[Begin]

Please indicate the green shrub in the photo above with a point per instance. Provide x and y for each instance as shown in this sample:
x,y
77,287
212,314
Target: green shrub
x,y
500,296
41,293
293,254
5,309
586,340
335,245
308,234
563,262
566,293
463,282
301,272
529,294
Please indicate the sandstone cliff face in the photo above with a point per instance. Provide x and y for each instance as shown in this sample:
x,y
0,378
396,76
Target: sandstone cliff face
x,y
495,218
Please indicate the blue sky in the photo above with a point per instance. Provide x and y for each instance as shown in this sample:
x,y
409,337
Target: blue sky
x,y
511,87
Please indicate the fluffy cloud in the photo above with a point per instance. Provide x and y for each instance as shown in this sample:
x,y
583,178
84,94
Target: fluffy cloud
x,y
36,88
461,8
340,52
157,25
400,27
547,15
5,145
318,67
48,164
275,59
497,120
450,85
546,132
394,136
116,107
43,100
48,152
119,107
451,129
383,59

[End]
[Begin]

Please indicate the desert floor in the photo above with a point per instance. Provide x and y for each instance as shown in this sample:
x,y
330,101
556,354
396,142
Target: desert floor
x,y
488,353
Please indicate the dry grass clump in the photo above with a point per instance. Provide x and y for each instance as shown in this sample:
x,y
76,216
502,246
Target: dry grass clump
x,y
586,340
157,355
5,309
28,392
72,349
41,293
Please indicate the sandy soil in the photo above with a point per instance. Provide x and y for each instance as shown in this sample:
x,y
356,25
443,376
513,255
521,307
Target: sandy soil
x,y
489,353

[End]
[Begin]

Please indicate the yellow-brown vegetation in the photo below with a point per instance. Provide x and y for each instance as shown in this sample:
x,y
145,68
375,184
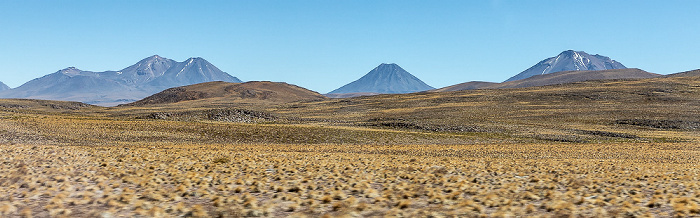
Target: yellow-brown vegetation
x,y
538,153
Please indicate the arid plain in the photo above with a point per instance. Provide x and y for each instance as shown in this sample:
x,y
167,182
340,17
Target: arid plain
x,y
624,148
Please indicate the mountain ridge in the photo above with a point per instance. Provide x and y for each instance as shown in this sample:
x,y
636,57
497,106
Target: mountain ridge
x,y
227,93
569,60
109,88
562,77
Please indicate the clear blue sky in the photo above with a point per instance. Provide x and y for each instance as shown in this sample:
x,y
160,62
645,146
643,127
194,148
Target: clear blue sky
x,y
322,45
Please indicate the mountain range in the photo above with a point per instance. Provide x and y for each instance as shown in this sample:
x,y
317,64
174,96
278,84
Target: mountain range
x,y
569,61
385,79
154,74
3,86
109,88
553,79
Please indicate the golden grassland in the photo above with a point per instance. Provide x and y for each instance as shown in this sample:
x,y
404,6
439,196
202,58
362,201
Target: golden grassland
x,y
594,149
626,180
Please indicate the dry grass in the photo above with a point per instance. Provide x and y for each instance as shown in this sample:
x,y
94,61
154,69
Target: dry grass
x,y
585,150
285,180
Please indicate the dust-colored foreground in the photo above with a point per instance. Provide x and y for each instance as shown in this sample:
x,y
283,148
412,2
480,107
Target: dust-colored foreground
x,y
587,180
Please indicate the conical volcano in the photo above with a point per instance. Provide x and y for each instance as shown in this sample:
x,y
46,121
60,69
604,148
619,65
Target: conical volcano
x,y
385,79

[End]

## Written exercise
Return every line of the listing that contains the string "fluffy". Matching is case-sensitive.

## Written solution
Please indicate the fluffy cloud in the photo above with a point per instance. Provide x and y for each instance as shown in this sample:
Target: fluffy cloud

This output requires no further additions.